*What you should do:*
Below are records that contain pictures; transcribe the text exactly and omit the pictures.

******************************

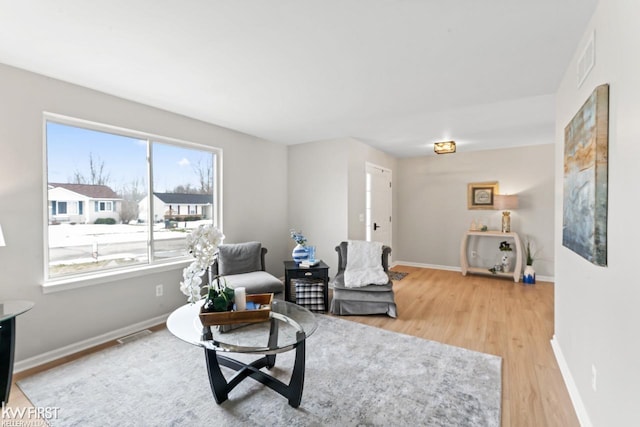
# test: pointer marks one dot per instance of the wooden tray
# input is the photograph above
(245, 316)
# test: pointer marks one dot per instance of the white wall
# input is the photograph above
(254, 176)
(596, 312)
(327, 192)
(432, 203)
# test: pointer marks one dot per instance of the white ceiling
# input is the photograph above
(396, 74)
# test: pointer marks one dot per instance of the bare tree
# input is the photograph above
(205, 177)
(131, 195)
(97, 174)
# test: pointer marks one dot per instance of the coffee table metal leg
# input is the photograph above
(221, 387)
(7, 349)
(296, 384)
(273, 342)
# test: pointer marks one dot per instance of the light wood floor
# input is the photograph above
(481, 313)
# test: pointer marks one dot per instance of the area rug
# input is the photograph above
(356, 375)
(397, 275)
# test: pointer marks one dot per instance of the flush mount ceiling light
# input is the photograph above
(444, 147)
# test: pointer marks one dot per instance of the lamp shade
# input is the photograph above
(504, 202)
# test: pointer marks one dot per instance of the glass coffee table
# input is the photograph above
(288, 327)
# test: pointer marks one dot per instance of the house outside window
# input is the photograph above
(100, 218)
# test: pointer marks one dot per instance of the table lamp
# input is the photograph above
(505, 203)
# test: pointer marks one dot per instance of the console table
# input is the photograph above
(8, 312)
(464, 261)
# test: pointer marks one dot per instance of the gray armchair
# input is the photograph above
(243, 265)
(369, 299)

******************************

*Reply:*
# test: pointer marks one dot per instance of the wooden tray
# input is the photograph above
(245, 316)
# test: pointer marks one dot per instance of the white wall
# input is the photograph above
(254, 176)
(596, 312)
(327, 192)
(432, 203)
# test: pointer marks one dot per instance of the white ceiling
# input is the photograph above
(396, 74)
# test: pointer marks one dot per instance of the bare tree
# input is the photograph above
(205, 177)
(131, 195)
(97, 174)
# test: pointer marks one dot per instance of the coffee table metal leg
# input is the photograph above
(221, 387)
(7, 349)
(296, 384)
(273, 342)
# test: pointer marks one dot per instance of the light wood floor
# input is the photograph above
(481, 313)
# test: pointer marks one dot per instance of the area rug
# input is the photograph above
(356, 375)
(397, 275)
# test: pointer marks one dot per instance of the flush mount ceiling light
# input is the photograph above
(444, 147)
# test: pointer marks one dot per instance of the lamp shade
# input is the photograph above
(504, 202)
# test: pointer marks one dot per instance of the glass coffee table
# input is the photograph above
(288, 327)
# test: pointer marks one dot per instance of the house outside window
# input is the photograph above
(100, 218)
# test: pointer marks one dot per instance of the table lamp
# input is the photograph above
(505, 203)
# test: pointer marks one dot per instance of the console table
# input is the photograph above
(8, 312)
(464, 261)
# test: pointer marks one dot per instance of the gray armchair
# input is the photograph above
(243, 265)
(369, 299)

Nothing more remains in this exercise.